--- GIVEN INFORMATION Enclosed Below ---
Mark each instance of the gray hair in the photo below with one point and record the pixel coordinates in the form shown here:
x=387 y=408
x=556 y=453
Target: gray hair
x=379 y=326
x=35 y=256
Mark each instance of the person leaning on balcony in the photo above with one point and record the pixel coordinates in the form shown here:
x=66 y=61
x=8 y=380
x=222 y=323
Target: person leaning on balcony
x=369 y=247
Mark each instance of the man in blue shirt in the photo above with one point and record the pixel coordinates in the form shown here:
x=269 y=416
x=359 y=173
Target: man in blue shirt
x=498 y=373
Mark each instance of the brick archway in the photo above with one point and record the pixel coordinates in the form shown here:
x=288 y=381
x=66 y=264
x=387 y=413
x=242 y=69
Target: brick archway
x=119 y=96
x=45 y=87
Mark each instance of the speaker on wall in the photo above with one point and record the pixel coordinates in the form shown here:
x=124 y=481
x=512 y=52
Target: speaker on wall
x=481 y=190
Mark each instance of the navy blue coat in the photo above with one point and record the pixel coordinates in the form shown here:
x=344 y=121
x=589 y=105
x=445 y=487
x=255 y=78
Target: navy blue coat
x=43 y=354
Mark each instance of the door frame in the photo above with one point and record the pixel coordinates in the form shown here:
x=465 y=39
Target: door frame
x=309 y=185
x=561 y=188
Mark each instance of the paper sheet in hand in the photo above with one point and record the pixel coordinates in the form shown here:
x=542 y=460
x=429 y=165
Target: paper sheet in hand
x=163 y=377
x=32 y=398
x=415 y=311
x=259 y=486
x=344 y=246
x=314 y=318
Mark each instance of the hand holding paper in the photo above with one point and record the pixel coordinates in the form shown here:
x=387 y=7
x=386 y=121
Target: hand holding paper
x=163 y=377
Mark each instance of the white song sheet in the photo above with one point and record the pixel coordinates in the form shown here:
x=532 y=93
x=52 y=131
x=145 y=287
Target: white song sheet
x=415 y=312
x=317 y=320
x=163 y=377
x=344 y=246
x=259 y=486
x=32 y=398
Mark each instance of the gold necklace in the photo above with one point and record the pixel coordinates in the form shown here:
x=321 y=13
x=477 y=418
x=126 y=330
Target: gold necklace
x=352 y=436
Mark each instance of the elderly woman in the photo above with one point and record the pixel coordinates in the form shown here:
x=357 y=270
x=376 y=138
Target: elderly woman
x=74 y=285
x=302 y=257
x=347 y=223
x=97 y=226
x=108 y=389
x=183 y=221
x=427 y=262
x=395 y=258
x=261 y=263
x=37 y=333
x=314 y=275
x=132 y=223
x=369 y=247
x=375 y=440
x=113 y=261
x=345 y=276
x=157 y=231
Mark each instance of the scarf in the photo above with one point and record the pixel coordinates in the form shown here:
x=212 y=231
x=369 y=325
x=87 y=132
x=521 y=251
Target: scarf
--- End of Enclosed GIVEN INFORMATION ---
Look above for the line containing "x=357 y=270", then please write out that line and each one after it through the end, exactly, with nothing else.

x=357 y=270
x=376 y=138
Target: elderly woman
x=74 y=285
x=302 y=257
x=347 y=223
x=97 y=226
x=108 y=389
x=183 y=221
x=427 y=262
x=395 y=258
x=261 y=263
x=37 y=333
x=314 y=275
x=132 y=223
x=369 y=247
x=375 y=440
x=113 y=261
x=345 y=276
x=157 y=231
Mark each instance of the scarf in the photo above with one point and record the pixel coordinates in the form shown here:
x=212 y=231
x=369 y=325
x=87 y=132
x=521 y=251
Target: scarf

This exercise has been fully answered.